- _Problems to work on_:
• A. According to the profile of George Lakoff below, what interdisciplinary field of study did he help create?
• B. Proceed with the profile of George Lakoff below, continuing it from its final sentence.

--- Document extract ---

George P. Lakoff is falling asleep. It is a bright summer afternoon in
San Francisco, and Lakoff is nursing a latte at a small table near the
entrance of a bustling, sun-dappled cafe. "This is what happens when
you are 67," he explains sheepishly after dozing off midsentence. A
stocky man with a wide smile and a well-trimmed white beard, Lakoff
doesn't seem tired so much as beleaguered.

For years he's been at the center of some of the biggest intellectual
disagreements in linguistics (most famously with Noam Chomsky) and has
helped create an important interdisciplinary field of study, cognitive
linguistics, that is reshaping our understanding of the complex
relationship between language and thought. More recently he has been
vying for respect among people notoriously hard to persuade about
anything — politicians and their financial backers. So this summer he
has been on the road promoting his new book, The Political Mind: Why
You Can't Understand 21st-Century American Politics With an
18th-Century Brain (Viking), which argues that liberals have clung to
the false belief that people think in a conscious, logical, and
unemotional manner and that this belief has doomed Democrats' chances
with voters.

But transferring scholarly ideas into political practice can be
tricky. After a heady few years when he seemed the person Democratic
policy makers wanted on the other end of the telephone, Lakoff is
finding that what they're asking for — and are willing to put money
behind — is not always what he can provide. Lakoff's foray into
politics is a story marked by intellectual breakthroughs, the allure
of influence, and a fall from great heights. Yet his lifetime work
permeates several disciplines and continues to spur cognitive
researchers to go off in new directions.

--- Data section ---

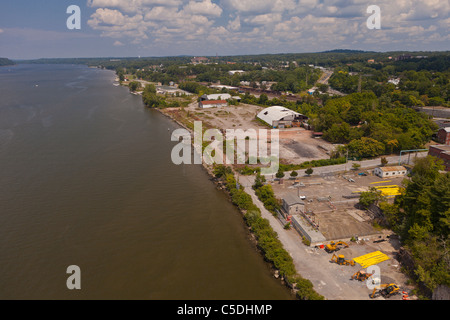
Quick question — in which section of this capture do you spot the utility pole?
[358,73,362,93]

---

- _Set of answers_:
• A. Cognitive linguistics.

• B.
Lakoff's impact has reached "across the social sciences and
humanities," says John A. Goldsmith, a professor of linguistics and
computer science at the University of Chicago. "He has always aimed at
a larger audience." Goldsmith is co-author of a book on the
Lakoff-Chomsky feud, Ideology and Linguistic Theory: Noam Chomsky and
the Deep Structure Debates (Routledge, 1995). Says Gilles Fauconnier,
an emeritus professor of cognitive science at the University of
California at San Diego and another founder of cognitive linguistics:
"Lakoff has shown more curiosity and more initiative than many other
social scientists or linguists of his generation in being willing to
go against the mainstream."

That tendency to go against the tide has been a feature of Lakoff's
career since the beginning. In the late 1960s, Lakoff joined company
with some of Chomsky's students and colleagues and began pushing the
noted scholar's landmark theory of generative grammar in more
expansive directions, in particular toward the study of meaning.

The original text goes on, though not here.